Exercise task: Copy the lines below without any changes, beginning with the line that contains "Every instance of the **white" and ending with the line that contains "POLYGON ((192 259, 230", including both of those lines.

Raw records:

<<<<

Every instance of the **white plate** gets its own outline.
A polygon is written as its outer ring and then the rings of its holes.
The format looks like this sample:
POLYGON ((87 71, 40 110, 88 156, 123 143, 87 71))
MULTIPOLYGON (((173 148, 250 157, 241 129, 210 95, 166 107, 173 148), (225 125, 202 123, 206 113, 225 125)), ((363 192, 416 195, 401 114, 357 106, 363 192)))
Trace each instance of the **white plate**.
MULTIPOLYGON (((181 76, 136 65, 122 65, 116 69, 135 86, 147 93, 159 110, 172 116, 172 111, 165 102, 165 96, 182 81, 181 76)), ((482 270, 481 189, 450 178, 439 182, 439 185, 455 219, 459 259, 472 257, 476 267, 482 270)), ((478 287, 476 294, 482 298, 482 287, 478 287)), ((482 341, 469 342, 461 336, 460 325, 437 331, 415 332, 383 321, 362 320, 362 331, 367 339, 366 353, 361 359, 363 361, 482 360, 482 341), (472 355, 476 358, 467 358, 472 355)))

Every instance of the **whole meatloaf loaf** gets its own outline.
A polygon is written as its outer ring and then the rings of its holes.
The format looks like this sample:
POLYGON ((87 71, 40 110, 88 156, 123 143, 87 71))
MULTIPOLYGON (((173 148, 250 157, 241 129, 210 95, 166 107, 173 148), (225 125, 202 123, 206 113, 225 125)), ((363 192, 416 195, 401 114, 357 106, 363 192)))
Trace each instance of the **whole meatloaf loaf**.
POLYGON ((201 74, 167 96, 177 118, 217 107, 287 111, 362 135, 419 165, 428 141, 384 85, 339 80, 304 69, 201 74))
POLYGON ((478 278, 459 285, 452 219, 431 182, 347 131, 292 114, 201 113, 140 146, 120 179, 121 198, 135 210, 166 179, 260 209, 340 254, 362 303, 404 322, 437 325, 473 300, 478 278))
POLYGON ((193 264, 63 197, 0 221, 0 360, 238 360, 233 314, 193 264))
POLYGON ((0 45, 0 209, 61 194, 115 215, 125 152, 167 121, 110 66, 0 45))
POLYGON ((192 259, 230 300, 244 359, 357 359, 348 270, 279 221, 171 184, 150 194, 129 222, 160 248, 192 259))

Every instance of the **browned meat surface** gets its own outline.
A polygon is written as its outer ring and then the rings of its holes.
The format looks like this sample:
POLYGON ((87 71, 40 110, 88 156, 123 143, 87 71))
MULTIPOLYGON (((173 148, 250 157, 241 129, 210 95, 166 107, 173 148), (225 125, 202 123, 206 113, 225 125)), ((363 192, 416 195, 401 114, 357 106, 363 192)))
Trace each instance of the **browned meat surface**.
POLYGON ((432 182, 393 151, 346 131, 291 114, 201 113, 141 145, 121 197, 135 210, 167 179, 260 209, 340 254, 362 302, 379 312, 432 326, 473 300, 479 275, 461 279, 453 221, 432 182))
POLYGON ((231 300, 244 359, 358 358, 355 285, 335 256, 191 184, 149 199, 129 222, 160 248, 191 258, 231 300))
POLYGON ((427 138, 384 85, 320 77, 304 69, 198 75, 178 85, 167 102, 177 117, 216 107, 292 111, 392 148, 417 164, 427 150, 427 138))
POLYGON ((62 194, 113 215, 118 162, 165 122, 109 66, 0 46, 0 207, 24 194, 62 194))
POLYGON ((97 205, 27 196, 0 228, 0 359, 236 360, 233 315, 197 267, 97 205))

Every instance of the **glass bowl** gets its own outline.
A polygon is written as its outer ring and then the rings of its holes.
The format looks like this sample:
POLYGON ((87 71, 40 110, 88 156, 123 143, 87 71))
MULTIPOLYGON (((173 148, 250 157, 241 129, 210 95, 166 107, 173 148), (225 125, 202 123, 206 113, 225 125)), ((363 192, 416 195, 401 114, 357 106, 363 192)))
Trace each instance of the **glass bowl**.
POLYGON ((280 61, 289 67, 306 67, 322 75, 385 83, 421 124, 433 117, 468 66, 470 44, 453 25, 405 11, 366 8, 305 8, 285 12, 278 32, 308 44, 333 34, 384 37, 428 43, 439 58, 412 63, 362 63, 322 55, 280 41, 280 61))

>>>>
<<<<

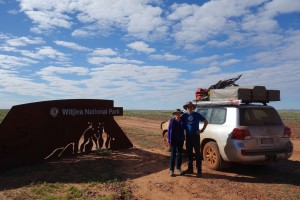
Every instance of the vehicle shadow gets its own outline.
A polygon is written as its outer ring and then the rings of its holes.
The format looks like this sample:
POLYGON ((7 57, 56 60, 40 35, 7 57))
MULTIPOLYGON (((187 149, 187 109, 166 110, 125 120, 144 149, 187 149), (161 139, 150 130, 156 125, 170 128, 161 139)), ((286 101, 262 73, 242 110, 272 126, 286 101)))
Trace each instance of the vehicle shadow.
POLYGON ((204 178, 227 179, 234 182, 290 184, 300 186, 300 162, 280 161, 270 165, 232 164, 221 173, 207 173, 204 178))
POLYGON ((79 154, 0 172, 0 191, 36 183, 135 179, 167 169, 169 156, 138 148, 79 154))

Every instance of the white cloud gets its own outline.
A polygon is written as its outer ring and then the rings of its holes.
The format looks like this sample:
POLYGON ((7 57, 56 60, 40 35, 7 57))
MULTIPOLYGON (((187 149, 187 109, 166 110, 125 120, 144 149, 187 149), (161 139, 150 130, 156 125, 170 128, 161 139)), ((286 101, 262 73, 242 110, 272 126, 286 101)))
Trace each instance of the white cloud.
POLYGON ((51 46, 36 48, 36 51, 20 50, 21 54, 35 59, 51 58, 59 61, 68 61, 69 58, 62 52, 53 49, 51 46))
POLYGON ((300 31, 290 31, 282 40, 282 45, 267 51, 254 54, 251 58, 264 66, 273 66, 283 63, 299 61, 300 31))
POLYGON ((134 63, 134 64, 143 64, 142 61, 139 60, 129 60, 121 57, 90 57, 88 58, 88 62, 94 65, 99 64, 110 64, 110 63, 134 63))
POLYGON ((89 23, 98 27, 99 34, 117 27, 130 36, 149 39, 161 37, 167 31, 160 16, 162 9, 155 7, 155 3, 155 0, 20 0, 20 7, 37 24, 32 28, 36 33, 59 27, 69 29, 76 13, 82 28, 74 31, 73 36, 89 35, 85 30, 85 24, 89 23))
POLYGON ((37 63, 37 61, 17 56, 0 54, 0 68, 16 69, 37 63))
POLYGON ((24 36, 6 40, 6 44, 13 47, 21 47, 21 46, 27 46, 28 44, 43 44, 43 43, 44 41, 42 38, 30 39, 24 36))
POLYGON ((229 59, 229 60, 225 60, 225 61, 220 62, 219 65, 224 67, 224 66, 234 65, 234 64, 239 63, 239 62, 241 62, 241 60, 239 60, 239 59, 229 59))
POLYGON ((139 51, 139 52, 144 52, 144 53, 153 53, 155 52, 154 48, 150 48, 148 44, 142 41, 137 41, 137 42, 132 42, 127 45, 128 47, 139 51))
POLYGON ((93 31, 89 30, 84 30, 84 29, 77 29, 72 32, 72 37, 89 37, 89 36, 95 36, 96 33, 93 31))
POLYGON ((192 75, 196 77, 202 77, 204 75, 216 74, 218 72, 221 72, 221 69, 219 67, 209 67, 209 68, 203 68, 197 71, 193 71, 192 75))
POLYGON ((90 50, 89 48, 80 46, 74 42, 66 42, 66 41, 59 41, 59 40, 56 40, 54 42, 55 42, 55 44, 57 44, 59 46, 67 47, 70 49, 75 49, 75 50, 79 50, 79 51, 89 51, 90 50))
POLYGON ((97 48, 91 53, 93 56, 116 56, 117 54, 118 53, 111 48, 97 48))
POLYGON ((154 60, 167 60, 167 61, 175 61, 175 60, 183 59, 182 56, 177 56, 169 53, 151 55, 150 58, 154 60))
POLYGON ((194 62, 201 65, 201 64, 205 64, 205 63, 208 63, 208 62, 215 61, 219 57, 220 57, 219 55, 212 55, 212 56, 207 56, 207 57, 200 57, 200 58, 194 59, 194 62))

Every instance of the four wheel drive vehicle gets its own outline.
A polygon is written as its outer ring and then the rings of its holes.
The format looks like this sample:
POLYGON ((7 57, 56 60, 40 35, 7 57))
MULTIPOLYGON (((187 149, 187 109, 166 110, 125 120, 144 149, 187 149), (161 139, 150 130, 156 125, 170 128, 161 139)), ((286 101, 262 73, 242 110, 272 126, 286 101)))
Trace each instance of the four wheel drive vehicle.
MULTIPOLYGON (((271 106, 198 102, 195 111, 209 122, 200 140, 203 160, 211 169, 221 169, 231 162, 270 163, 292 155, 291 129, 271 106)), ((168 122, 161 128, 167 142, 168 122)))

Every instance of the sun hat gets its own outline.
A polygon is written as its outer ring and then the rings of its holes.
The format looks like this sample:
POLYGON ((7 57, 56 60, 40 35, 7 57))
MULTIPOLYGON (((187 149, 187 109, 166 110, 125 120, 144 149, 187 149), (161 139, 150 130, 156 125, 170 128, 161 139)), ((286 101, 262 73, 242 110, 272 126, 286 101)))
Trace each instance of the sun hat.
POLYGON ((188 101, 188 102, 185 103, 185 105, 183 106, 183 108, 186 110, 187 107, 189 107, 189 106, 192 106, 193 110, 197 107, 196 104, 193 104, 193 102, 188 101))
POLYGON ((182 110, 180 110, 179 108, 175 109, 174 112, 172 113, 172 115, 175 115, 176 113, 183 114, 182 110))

>>>>
<<<<

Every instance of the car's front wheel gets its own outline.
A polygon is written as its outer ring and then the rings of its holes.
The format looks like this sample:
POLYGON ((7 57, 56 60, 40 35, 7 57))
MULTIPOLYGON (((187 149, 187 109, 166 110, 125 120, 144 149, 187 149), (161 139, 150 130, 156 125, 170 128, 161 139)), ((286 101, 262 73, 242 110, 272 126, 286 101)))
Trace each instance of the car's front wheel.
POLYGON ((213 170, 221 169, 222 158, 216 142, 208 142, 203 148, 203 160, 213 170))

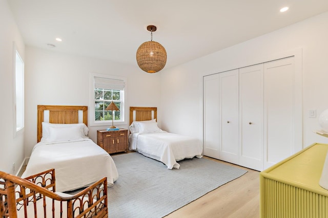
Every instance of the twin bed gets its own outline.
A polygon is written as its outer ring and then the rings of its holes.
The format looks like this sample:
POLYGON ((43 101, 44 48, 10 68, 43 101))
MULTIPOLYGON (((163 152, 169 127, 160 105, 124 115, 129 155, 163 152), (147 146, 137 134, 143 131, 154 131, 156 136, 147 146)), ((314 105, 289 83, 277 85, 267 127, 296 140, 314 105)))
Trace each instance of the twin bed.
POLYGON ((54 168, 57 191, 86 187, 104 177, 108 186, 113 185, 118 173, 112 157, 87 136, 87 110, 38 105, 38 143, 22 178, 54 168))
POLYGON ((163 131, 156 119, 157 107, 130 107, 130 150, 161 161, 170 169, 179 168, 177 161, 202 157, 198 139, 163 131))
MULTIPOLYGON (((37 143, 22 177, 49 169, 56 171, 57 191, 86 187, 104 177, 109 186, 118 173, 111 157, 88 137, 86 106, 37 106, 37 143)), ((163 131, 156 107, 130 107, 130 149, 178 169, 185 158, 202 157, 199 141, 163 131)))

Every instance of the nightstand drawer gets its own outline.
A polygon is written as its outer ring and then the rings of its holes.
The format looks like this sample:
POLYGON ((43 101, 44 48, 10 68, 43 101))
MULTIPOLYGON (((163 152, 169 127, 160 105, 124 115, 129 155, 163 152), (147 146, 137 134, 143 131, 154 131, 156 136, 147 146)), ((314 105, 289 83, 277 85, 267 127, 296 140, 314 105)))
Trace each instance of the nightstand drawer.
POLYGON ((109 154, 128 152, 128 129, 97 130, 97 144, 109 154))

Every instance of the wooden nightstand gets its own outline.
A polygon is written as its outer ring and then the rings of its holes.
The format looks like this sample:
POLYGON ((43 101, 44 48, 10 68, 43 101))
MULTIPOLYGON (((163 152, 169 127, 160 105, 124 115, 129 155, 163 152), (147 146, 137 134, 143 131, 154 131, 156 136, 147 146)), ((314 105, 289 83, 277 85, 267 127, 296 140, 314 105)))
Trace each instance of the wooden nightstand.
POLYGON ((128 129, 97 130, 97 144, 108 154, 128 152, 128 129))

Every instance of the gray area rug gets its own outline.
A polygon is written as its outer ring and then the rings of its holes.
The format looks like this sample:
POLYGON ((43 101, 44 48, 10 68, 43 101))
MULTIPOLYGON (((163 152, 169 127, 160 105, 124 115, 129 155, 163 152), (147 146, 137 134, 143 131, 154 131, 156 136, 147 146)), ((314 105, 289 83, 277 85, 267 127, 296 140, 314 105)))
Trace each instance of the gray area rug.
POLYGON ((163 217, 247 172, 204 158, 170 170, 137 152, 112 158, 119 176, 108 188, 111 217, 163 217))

>>>>

Reply to the task:
Every instance of the **white plate** gets its own outline.
A polygon is written as its outer ring and then the rings of its holes.
The format looks like this sample:
POLYGON ((87 71, 40 110, 88 156, 123 143, 87 71))
MULTIPOLYGON (((173 148, 250 157, 241 129, 210 95, 166 107, 173 148), (225 125, 202 123, 206 113, 225 125)), ((363 192, 416 195, 401 114, 357 106, 363 192)))
Trace each instance of the **white plate**.
MULTIPOLYGON (((181 76, 136 65, 122 65, 116 69, 135 86, 147 93, 159 110, 172 116, 172 111, 165 102, 165 96, 182 81, 181 76)), ((482 270, 481 189, 450 178, 439 182, 439 185, 455 219, 459 259, 472 257, 476 267, 482 270)), ((478 287, 476 294, 482 298, 482 287, 478 287)), ((482 341, 469 342, 461 336, 460 325, 437 331, 415 332, 383 321, 362 320, 362 331, 367 339, 366 353, 361 359, 363 361, 482 360, 482 341), (472 355, 476 358, 467 358, 472 355)))

Every instance of the **whole meatloaf loaf** gets its own outline.
A polygon is written as its outer ring and then the rings of its holes.
The format looks like this sample:
POLYGON ((87 71, 40 110, 88 156, 123 143, 87 71))
MULTIPOLYGON (((173 148, 250 157, 241 129, 210 95, 166 107, 173 148), (225 125, 202 123, 206 113, 225 125)), ((363 192, 416 195, 401 114, 357 106, 363 192)))
Trace each instance of the **whole meatloaf loaf**.
POLYGON ((201 74, 167 96, 177 118, 217 107, 287 111, 362 135, 419 165, 428 141, 384 85, 339 80, 304 69, 201 74))
POLYGON ((478 278, 459 285, 452 219, 431 182, 347 131, 292 114, 201 113, 140 146, 120 179, 121 198, 135 210, 166 179, 260 209, 340 254, 362 303, 404 322, 437 325, 473 300, 478 278))
POLYGON ((193 264, 63 197, 0 221, 0 360, 238 360, 233 314, 193 264))
POLYGON ((0 45, 0 209, 61 194, 115 215, 125 152, 167 121, 110 66, 0 45))
POLYGON ((192 259, 230 300, 244 359, 357 359, 348 270, 279 221, 171 184, 150 194, 129 222, 160 248, 192 259))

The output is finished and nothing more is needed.